### Data listing
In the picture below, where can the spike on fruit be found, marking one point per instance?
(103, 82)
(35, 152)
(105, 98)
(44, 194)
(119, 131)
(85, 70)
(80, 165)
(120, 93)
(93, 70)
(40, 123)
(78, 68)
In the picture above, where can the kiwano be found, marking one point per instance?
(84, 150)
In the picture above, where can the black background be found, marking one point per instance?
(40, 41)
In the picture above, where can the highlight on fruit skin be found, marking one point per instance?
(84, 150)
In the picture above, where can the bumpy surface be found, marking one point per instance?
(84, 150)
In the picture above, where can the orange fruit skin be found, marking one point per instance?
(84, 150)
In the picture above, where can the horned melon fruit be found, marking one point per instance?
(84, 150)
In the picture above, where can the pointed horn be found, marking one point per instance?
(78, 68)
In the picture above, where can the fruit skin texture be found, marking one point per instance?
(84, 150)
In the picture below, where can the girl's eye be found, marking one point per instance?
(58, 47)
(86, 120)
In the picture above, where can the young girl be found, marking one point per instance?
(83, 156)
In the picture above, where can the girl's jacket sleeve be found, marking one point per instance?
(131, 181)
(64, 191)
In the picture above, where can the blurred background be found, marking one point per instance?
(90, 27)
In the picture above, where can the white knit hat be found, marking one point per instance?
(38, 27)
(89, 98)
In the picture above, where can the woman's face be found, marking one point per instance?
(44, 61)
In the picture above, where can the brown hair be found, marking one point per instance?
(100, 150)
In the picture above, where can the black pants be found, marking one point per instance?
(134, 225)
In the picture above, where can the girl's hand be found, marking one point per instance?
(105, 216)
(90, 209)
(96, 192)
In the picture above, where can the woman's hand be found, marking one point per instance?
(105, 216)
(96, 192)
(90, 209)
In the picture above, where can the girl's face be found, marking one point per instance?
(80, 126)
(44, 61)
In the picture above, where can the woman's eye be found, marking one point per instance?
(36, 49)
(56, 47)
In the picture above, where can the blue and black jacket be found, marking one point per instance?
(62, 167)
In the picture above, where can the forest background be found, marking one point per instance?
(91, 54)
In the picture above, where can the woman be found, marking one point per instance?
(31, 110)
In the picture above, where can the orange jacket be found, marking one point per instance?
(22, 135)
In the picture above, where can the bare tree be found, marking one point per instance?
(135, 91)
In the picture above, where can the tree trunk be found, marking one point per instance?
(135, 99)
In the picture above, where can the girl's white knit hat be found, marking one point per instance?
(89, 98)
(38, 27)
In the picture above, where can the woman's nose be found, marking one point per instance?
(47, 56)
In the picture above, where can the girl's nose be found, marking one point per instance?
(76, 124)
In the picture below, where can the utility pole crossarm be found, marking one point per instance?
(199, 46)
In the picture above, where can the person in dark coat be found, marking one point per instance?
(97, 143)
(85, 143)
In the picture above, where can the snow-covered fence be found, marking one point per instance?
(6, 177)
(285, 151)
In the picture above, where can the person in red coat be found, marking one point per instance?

### Description of the task
Extract every line from the one containing "In the picture above, where can the woman's hand" to the end of the entries, including both of those lines, exactly as given and with nothing added.

### Response
In the picture above, where can the woman's hand be found, marking one point per instance?
(105, 216)
(96, 192)
(90, 209)
In the picture above, where can the girl's face be found, marking one point per instance?
(80, 126)
(44, 61)
In the picture above, where can the woman's eye be found, marking one point per instance?
(36, 49)
(56, 47)
In the picture above, where can the blue and black jacket be found, marking one point per instance?
(62, 167)
In the picture above, where can the forest background be found, marking one point per instance?
(91, 54)
In the picture above, where can the woman be found, marking one point per instance?
(31, 110)
In the picture above, where can the orange jacket be found, marking one point per instance?
(22, 135)
In the picture above, where can the bare tree be found, marking one point per instance?
(135, 91)
In the picture above, where can the tree trunk be found, marking one point per instance?
(135, 99)
In the picture above, where can the girl's white knit hat be found, marking one point per instance?
(89, 98)
(38, 27)
In the picture above, where can the woman's nose be found, marking one point per instance?
(47, 56)
In the picture above, where can the girl's nose be found, marking one point per instance?
(76, 124)
In the picture below, where can the utility pole crossarm be found, marking one point per instance?
(199, 46)
In the picture above, where can the person in dark coat be found, marking one point per instance?
(97, 143)
(85, 143)
In the picture above, where can the snow-covered fence be found, marking one point per instance?
(6, 177)
(285, 151)
In the picture above, where can the person in red coat be found, marking one point per instance?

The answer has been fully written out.